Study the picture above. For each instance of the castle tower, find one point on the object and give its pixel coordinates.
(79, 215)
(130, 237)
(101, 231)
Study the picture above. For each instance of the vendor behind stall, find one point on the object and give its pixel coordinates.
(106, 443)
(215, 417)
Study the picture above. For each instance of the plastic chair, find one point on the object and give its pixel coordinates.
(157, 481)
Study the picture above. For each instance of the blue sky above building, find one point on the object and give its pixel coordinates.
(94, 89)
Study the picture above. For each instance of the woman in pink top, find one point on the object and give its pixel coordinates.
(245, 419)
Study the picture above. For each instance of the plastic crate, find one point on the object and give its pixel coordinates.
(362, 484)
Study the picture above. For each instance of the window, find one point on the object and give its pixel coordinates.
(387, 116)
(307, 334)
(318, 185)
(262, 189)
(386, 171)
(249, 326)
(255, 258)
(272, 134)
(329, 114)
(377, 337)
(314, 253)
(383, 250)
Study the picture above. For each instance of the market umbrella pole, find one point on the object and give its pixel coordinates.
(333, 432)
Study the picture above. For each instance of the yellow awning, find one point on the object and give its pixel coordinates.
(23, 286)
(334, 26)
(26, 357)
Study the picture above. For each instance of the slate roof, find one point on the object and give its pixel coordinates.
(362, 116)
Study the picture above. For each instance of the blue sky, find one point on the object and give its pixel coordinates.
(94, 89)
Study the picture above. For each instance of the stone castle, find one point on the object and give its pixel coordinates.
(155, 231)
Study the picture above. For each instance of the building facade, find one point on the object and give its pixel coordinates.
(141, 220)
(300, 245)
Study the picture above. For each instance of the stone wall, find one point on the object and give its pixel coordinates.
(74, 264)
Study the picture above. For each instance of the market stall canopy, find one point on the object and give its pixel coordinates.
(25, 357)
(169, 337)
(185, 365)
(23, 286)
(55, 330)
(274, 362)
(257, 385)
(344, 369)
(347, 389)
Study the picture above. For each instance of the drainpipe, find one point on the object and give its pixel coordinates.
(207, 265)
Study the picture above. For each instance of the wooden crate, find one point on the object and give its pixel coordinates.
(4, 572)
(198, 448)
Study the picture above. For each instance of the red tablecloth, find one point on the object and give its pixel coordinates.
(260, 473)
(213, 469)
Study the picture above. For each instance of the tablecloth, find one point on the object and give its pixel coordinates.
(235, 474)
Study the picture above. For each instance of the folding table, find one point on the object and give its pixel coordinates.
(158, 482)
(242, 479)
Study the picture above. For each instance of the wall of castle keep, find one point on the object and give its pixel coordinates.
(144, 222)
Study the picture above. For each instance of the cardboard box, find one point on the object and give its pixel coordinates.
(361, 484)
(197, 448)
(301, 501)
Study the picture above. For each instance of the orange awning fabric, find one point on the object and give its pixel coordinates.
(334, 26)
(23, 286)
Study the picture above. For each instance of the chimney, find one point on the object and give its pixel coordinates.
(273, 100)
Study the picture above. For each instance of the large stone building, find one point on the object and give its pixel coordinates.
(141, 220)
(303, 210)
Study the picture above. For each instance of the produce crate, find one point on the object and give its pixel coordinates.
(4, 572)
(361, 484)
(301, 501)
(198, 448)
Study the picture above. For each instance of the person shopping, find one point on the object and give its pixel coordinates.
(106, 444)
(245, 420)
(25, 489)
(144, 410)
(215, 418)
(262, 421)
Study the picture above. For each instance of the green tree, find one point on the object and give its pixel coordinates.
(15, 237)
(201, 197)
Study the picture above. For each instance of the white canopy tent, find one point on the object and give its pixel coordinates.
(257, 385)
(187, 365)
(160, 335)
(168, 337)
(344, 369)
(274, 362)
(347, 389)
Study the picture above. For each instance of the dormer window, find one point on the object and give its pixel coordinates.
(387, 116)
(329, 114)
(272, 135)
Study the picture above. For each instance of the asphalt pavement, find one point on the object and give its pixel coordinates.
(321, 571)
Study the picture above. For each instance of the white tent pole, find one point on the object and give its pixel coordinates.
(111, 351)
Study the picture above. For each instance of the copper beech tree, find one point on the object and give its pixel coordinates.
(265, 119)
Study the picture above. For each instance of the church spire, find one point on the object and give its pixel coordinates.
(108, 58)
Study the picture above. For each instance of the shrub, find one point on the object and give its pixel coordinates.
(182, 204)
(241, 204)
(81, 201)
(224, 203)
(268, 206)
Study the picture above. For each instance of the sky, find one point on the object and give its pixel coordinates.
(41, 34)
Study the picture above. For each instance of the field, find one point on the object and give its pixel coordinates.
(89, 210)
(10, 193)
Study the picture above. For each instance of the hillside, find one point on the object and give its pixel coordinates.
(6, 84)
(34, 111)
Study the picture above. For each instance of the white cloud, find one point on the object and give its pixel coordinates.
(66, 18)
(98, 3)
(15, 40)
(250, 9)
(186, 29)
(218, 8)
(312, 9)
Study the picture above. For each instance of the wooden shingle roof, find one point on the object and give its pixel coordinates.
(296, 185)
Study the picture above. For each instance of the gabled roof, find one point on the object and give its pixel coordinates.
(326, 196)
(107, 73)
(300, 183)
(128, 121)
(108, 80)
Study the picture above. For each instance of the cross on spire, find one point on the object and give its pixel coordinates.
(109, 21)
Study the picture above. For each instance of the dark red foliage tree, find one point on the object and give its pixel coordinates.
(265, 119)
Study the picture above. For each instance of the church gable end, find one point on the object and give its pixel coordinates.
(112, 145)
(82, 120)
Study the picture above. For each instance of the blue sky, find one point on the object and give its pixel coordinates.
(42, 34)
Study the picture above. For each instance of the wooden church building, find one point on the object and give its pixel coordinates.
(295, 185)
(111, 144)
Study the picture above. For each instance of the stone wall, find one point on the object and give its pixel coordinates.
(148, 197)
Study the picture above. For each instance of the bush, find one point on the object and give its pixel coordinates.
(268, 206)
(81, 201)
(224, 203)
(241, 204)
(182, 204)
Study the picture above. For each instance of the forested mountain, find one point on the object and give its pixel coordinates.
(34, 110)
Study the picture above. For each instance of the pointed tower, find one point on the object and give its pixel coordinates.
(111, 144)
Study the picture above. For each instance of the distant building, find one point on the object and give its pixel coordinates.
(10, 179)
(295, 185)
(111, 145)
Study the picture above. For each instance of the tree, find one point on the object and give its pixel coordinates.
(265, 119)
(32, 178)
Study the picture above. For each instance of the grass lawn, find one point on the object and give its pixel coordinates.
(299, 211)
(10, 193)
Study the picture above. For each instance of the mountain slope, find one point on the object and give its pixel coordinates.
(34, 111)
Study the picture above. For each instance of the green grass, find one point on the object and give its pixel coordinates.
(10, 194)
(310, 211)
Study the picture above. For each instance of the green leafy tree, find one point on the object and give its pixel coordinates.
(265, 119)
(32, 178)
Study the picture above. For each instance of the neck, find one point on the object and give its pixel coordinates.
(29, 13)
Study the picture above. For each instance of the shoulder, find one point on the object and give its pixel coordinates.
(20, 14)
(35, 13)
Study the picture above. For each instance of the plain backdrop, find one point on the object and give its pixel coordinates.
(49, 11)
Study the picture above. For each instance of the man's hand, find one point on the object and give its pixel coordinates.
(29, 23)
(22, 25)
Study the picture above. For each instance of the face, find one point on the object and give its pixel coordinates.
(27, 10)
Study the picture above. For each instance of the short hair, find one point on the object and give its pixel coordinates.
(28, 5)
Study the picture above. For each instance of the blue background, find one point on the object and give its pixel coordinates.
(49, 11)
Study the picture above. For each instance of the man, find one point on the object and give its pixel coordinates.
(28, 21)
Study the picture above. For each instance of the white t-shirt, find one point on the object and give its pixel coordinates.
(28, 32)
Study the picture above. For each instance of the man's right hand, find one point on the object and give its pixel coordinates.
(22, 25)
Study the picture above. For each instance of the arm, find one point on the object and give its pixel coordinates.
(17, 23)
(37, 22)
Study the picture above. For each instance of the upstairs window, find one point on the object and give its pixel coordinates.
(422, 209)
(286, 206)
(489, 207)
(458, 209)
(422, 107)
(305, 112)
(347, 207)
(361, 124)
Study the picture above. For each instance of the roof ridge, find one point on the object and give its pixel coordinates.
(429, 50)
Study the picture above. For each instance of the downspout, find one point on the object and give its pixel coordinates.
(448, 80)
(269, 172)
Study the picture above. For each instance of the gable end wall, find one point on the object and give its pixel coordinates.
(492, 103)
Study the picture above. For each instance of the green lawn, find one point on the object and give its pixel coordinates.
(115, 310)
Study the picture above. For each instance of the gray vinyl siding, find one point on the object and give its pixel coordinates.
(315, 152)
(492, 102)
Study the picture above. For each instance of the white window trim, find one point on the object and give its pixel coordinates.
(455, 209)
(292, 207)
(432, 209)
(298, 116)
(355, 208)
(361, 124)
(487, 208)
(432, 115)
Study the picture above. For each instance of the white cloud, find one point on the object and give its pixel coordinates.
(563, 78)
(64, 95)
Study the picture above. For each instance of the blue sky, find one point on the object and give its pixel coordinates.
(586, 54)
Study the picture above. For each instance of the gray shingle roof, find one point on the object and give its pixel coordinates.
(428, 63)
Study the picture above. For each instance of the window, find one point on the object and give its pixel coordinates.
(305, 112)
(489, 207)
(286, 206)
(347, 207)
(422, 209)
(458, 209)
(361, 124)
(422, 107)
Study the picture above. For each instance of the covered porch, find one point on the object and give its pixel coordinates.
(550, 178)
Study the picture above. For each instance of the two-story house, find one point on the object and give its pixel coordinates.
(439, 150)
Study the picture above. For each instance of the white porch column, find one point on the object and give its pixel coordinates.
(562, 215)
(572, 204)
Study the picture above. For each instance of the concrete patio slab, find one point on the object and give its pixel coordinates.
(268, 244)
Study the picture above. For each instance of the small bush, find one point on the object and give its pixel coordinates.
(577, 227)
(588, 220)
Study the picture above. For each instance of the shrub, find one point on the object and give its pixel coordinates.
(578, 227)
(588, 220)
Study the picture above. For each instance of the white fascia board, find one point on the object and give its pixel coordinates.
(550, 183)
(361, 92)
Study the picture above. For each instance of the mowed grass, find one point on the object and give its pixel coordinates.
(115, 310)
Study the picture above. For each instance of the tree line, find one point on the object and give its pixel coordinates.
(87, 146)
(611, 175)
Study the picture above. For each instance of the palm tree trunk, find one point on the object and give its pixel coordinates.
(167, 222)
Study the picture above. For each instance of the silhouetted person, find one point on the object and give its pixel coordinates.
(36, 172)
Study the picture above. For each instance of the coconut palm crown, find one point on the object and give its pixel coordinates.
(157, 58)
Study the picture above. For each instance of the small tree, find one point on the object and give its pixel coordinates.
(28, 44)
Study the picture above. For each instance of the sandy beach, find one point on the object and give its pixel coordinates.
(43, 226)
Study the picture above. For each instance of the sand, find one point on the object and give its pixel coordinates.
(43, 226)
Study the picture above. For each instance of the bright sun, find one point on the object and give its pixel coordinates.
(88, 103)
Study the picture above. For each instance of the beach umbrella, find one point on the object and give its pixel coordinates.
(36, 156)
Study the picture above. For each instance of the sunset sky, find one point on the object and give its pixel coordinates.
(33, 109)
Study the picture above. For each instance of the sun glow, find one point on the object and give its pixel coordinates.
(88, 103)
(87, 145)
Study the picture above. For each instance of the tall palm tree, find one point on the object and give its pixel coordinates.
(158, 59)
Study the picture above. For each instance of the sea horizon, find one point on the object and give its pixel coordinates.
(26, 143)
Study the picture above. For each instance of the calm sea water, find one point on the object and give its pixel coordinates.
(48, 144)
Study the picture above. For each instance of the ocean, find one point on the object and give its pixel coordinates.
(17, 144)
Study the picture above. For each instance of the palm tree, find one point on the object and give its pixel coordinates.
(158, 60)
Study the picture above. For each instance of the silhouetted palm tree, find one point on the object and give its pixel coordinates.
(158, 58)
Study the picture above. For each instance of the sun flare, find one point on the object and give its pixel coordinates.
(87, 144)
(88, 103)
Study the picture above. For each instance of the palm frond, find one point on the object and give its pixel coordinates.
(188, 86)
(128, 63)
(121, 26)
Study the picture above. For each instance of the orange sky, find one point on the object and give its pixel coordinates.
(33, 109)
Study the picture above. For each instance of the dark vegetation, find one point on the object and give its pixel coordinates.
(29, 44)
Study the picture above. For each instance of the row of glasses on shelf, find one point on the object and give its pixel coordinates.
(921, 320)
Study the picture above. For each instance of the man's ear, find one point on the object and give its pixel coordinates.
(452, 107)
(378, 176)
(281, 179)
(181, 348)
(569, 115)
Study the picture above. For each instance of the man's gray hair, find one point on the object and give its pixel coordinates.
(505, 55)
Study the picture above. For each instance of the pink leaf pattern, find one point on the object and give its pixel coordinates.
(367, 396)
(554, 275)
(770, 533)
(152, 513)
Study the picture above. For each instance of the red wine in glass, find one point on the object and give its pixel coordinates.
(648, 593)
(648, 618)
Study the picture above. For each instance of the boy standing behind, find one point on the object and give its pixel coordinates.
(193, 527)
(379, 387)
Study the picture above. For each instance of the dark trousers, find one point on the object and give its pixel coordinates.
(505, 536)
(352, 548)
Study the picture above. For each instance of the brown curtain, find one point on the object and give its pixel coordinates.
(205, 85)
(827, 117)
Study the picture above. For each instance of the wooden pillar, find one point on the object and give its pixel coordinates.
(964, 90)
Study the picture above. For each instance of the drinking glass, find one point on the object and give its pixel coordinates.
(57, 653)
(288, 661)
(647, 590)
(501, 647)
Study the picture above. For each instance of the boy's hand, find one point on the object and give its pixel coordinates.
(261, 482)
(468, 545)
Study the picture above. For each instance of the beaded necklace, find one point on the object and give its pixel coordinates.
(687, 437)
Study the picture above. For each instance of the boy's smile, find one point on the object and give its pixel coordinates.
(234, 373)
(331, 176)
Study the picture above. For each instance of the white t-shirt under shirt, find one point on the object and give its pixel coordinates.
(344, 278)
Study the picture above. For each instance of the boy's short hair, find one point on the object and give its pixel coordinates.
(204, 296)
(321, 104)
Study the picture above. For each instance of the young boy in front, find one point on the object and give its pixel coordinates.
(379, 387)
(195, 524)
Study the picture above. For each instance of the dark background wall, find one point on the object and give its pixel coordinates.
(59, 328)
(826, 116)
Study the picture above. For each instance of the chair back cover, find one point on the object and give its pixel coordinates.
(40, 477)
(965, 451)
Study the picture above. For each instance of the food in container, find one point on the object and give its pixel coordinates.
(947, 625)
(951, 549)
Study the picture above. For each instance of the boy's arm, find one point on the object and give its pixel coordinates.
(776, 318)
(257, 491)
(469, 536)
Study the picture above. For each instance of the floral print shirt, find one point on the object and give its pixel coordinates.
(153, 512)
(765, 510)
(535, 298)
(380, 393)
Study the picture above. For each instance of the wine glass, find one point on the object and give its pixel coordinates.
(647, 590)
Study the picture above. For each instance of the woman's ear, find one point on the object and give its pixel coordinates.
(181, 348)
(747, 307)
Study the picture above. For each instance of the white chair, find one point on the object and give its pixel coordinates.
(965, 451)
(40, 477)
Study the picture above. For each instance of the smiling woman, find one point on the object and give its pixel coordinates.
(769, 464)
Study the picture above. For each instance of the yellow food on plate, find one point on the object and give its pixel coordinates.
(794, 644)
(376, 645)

┄┄┄┄┄┄

§ STATED GOAL
Output the line that contains "Study the picture above. For each instance of the food", followed by every later line in the listing, with no line omitted and none added.

§ EXERCISE RESULT
Study the picture above. For each instance of the food in container, find one point on the object and give its pixel coordinates.
(947, 625)
(951, 549)
Study the picture above. For each instance of the boy's arm, find one point on the object and give its pixel coordinates.
(776, 318)
(257, 491)
(469, 536)
Study the picture above. For each instance of the floral print shirt, find one point on the object and give its pixel coordinates.
(153, 512)
(765, 510)
(535, 298)
(380, 393)
Study the picture above. For each instance of the wine glass, find one point on the object and give its pixel coordinates.
(647, 590)
Study the picture above. For each instance of the woman's ear, find one point on the object and give its pixel coordinates.
(181, 348)
(747, 307)
Study the picture above. For each instance of the white chair, find one point on the object and give its pixel coordinates.
(965, 451)
(40, 477)
Study the picture above. For each instance of the smiling woman, find one point on the object and give its pixel coordinates.
(769, 464)
Study the picture above. For each instance of the yellow food on plate, find one point on the object and give its pixel coordinates.
(794, 644)
(376, 645)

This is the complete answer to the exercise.